╭─ Zu untersuchender Text

# Verzug/Inkasso/Mahngebühren



## joegun (15 Juni 2007)

Hallo und guten Abend,

durch Zufall bin ich bei der Recherche zu meinem Fall (s.u.) auf dieses Forum gestoßen und ich traue mich jetzt einfach mal den Fall zu schildern. Falls das alles zu langwierig ist, sorry dafür. 

Ich würde gerne wissen wie die Kenner der Materie meine Situation einschätzen. 

Da ich mir nicht sicher bin, ob ich Namen von Kanzleien oder Firmen nennen darf, mache ich es erst einmal nicht. Ich denke die Kenner werden schnell wissen um welche Kombinaion von Kreditkartenunternehmen und Inkassoanwälten es sich handelt... 

Mein Fall:
Ich kaufe Musik bei einem Online Händler. Dieser hat sich die letzten Jahre als ganz brauchbar erwiesen, ich hatte auch nie Probleme mit Abrechnungen in diesem Shop. Die Zahlung erfolgte via Kreditkarte, einmal am Monatsende werden alle im Monat getätigten Einkäufe zusammen von der Karte abgebucht...so stehts in den AGB's und so wirds gemacht. Die Rechnungen kamen per Mail als PDF, darauf steht "Zahlung per Kreditkarte". Alles in Butter, dachte ich...

Ich bin seit etwa Mitte 2005 bei dem Händler Kunde. Die letzte Transaktion fand im März 2007 statt. Im April 2007 wollte ich mich im Shop einloggen. Plötzlich kam ein Popup Fenster mit dem Hinweiss, dass ich 56,52 Euro überweisen solle und das mein Account bis zur Überweisung gesperrt wäre.

Ich habe daraufhin sofort per Mail mit dem Betreiber des Shops Kontakt aufgenommen und um Klärung gebeten, da ich davon ausgegangen bin, dass es sich um einen Irrtum handelt, die Zahlungen gehen ja alle von meiner Kreditkarte ab. Außerdem konnte ich mir den großen Betrag von 56 Euro nicht erklären, ich kaufe dort vielleicht ein oder zwei CD's im Monat...

Ich fragte also: Wie kommt der Betrag zustande und wieso wurde der Betrag nicht von der Karte eingezogen. Die Antwort war lapidar. Ich würde demnächst Post von einem Inkassoanwalt bekommen, alles weitere sollte ich mit dem regeln. Wie bitte was? 

Ich habe daraufhin nochmals per Mail darum gebeten, man möge mir bitte darlegen, wie sich die Forderung zusammensetzt --> Keine Reaktion. 

Tatsächlich kam etwa 3 Wochen später Post von einer Anwaltskanzlei (A-*-T). Diese Fordert mich zur Zahlung der 56,52 Euro auf, inkl. 5 Euro Mahngebühren. Angedroht wird alles mögliche, Anwaltskosten, gerichtliches Vorgehen, Mahnverfahren usw. Die Liste der Forderungen war lächerlich, zwei Posten, ohne Aufschlüsselung der Einzelrechnungsnummern o.ä.

╰─

Details zur Aufgabe ::
Entscheiden Sie für jede Aussage, ob sie mit dem Forenbeitrag übereinstimmt, und belegen Sie das Ja oder Nein mit der ausschlaggebenden Textstelle im Wortlaut.
1. Beim Online-Händler wurde per Lastschrift bezahlt.
2. Die letzte Transaktion fand im März 2007 statt.
3. Die Forderung über 56,52 Euro enthält 10 Euro Mahngebühren.

╭─ Bereitgestellte Daten

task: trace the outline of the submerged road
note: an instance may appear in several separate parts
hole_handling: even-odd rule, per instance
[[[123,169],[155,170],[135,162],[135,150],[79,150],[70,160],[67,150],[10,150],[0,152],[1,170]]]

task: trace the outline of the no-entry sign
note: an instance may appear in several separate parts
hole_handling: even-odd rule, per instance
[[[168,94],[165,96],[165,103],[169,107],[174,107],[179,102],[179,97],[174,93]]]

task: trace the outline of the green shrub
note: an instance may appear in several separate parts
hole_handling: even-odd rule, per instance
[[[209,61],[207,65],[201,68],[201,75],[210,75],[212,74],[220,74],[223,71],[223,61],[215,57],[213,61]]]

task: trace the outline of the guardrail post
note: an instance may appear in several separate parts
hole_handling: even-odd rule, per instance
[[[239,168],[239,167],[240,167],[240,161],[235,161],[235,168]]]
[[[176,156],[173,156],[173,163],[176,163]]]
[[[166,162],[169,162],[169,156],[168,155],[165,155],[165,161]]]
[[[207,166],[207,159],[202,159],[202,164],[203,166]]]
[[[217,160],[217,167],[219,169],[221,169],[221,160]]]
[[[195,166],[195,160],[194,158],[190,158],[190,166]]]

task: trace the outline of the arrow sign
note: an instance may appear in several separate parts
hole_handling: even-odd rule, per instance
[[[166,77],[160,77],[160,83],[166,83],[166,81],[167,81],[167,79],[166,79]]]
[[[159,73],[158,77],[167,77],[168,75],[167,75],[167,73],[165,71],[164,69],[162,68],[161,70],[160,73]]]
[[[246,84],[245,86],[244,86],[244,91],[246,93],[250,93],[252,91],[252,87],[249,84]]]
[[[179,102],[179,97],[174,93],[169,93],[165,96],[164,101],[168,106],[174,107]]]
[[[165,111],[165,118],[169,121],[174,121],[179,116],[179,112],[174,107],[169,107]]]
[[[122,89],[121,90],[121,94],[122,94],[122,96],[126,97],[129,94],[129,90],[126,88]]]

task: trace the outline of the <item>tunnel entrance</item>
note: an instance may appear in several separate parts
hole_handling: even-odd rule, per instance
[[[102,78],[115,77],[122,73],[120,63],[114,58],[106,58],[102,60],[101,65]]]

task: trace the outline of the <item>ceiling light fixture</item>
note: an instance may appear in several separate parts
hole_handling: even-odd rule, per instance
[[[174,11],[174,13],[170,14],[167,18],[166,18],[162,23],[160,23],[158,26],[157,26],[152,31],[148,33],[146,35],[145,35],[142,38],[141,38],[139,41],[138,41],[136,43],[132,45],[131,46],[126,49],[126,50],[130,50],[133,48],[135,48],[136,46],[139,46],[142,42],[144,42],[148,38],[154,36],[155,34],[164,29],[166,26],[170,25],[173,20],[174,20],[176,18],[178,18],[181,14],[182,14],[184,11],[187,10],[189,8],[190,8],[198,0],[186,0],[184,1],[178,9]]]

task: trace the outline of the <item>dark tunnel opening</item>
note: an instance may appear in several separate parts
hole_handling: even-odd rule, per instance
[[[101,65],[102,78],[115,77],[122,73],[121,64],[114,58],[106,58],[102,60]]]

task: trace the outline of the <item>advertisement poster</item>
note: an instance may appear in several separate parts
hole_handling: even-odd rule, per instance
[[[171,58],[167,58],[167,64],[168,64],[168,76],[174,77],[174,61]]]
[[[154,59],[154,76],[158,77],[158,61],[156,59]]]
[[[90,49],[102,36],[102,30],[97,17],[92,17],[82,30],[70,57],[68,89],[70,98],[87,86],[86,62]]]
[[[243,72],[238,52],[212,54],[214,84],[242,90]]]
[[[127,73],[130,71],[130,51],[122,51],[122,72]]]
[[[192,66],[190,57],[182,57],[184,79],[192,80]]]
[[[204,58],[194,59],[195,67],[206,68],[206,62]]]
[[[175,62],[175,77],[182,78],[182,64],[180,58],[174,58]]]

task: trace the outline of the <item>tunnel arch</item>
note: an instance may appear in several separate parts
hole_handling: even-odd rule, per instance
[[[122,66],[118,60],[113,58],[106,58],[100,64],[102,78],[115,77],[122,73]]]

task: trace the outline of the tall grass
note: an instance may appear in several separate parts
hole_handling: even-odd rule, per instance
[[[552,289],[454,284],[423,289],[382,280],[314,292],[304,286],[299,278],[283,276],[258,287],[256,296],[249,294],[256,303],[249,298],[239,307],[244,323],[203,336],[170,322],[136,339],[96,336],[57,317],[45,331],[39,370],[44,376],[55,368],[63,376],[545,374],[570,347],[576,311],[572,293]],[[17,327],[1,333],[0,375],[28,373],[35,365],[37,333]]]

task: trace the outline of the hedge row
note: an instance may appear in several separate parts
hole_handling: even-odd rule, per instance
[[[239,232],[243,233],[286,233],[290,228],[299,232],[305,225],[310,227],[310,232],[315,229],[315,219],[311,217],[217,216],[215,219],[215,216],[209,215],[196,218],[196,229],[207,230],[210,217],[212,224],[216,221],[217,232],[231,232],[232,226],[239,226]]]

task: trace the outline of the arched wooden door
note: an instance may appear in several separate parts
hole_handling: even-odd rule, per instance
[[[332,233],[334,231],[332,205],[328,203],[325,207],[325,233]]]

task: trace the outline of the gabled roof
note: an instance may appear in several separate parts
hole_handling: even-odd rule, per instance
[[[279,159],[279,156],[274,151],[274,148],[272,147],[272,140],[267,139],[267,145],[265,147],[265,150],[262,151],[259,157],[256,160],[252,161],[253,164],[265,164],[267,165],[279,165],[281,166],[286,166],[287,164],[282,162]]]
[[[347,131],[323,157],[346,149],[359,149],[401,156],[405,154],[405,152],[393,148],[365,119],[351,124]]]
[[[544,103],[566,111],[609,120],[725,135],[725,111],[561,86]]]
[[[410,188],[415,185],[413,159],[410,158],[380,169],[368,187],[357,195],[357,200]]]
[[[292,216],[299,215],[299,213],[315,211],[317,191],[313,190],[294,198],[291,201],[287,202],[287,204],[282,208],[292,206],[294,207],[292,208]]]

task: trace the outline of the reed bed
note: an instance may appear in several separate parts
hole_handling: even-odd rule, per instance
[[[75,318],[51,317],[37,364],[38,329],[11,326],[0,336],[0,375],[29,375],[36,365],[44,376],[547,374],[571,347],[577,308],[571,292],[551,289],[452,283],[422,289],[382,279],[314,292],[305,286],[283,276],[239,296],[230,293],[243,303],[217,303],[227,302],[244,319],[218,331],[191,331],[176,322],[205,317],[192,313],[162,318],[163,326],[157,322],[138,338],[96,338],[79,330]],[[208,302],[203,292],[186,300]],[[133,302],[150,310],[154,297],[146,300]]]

╰─

Erwartete Antwort ::
1. Nein: „Die Zahlung erfolgte via Kreditkarte“
2. Ja: „Die letzte Transaktion fand im März 2007 statt.“
3. Nein: „inkl. 5 Euro Mahngebühren“